Teks Sumber:

Perjanjian Hudaibiyah membuktikan Islam tidak disebarkan dengan peperangan, tetapi dianut secara sukarela dalam kondisi damai. Terbukti dalam waktu dua tahun setelah perjanjian, jumlah orang yang memeluk Islam melebihi kaum muslim yang masuk Islam sebelum disepakatinya perjanjian.

Simak kisah terjalinnya Perjanjian Hudaibiyah yang dikutip dari buku Dakwah Rasulullah: Sejarah & Problematika oleh M. Yunan Yusuf di bawah ini.


Latar Belakang Perjanjian Hudaibiyah

Enam tahun setelah hijrah ke Madinah, kaum muslim rindu dengan Makkah yang merupakan kampung halaman mereka. Mereka ingin berziarah ke Kakbah sembari melaksanakan ibadah haji dan umrah.

Pada bulan Dzulqa’dah, Rasulullah SAW bersama para sahabat dari kalangan Muhajirin dan Anshar berangkat menuju Makkah. Diriwayatkan jumlahnya sebanyak 1.400 orang dengan membawa 70 ekor unta sebagai binatang kurban.

Istri Nabi yang ikut dalam perjalanan ini adalah Ummu Salamah. Ketika rombongan sampai di Dzulhulaifah, mereka mulai mengucapkan talbiyah.

Berita rombongan Nabi SAW terdengar oleh orang musyrik Makkah. Mereka kemudian menyiapkan pasukan berkuda sejumlah 200 orang yang dipimpin oleh Khalid bin Walid dan Ikrimah bin Abu Jahal. Pasukan ini bergerak mendekati rombongan umat Islam dan berkemah di Dzu Thuwa.

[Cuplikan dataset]
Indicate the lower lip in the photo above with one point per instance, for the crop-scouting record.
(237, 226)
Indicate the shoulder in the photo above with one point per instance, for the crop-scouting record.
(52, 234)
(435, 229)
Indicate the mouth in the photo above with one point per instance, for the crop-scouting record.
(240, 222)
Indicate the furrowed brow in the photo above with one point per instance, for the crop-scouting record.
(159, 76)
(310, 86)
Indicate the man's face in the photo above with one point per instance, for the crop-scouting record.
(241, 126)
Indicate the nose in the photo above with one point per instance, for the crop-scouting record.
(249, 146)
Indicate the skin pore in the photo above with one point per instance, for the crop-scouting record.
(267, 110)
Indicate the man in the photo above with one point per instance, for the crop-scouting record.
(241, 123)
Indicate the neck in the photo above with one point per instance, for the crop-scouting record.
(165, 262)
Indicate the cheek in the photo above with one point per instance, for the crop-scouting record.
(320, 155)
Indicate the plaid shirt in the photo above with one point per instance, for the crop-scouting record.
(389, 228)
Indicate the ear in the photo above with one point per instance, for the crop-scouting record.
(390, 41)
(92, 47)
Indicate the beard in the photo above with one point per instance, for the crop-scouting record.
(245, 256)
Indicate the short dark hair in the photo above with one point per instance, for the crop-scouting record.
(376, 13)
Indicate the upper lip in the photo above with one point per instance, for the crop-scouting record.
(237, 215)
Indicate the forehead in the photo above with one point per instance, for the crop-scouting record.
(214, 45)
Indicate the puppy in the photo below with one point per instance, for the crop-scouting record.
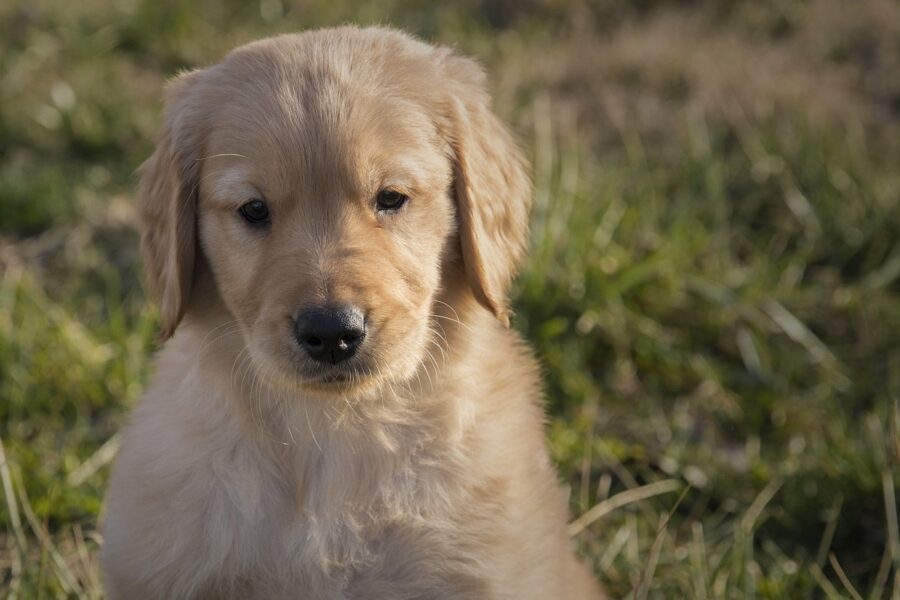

Tugas yang Dikerjakan:
#1 Jawablah pertanyaan berikut berdasarkan teks tentang Perjanjian Hudaibiyah.
(a) Berapa orang yang diriwayatkan ikut dalam rombongan Rasulullah SAW menuju Makkah?
(b) Siapa istri Nabi yang ikut dalam perjalanan itu?
(c) Siapa yang memimpin pasukan berkuda yang disiapkan orang musyrik Makkah?
#2 Lanjutkan teks tentang Perjanjian Hudaibiyah mulai dari kalimat terakhirnya.

Hasil Jawaban:
#1
(a) Rombongan itu diriwayatkan berjumlah 1.400 orang.
(b) Istri Nabi yang ikut adalah Ummu Salamah.
(c) Pasukan berkuda itu dipimpin oleh Khalid bin Walid dan Ikrimah bin Abu Jahal.

#2
Kaum muslim terus bergerak menuju Makkah dan sesampainya di ‘Usfan, mereka bertemu seseorang dari Bani Ka’ab. Rasul SAW bertanya berita tentang kaum Quraisy dan orang itu mengatakan bahwa mereka sudah mendengar perjalanan kaum muslim dan mengutus pasukan berkudanya.

Mendengar itu, Nabi SAW khawatir terjadi pertumpahan darah padahal sejak awal beliau bermaksud memasuki Makkah dengan tenteram. Rasulullah SAW kemudian menyerukan siapa di antara rombongan yang mengetahui jalan lain mencapai Makkah dan akhirnya mereka menempuh jalur Hudaibiyah, yang terletak di sebelah bawah Kota Makkah.

Kaum Quraisy mengirimkan seorang utusan dari Bani Khuza’a bernama Budail bin Warqa untuk menanyakan tujuan rombongan umat Islam datang ke Makkah. Setelah bertemu Nabi SAW, Budail menyampaikan kepada musyrik Quraisy bahwa rombongan tersebut datang untuk berziarah ke Kakbah dan bukan untuk berperang.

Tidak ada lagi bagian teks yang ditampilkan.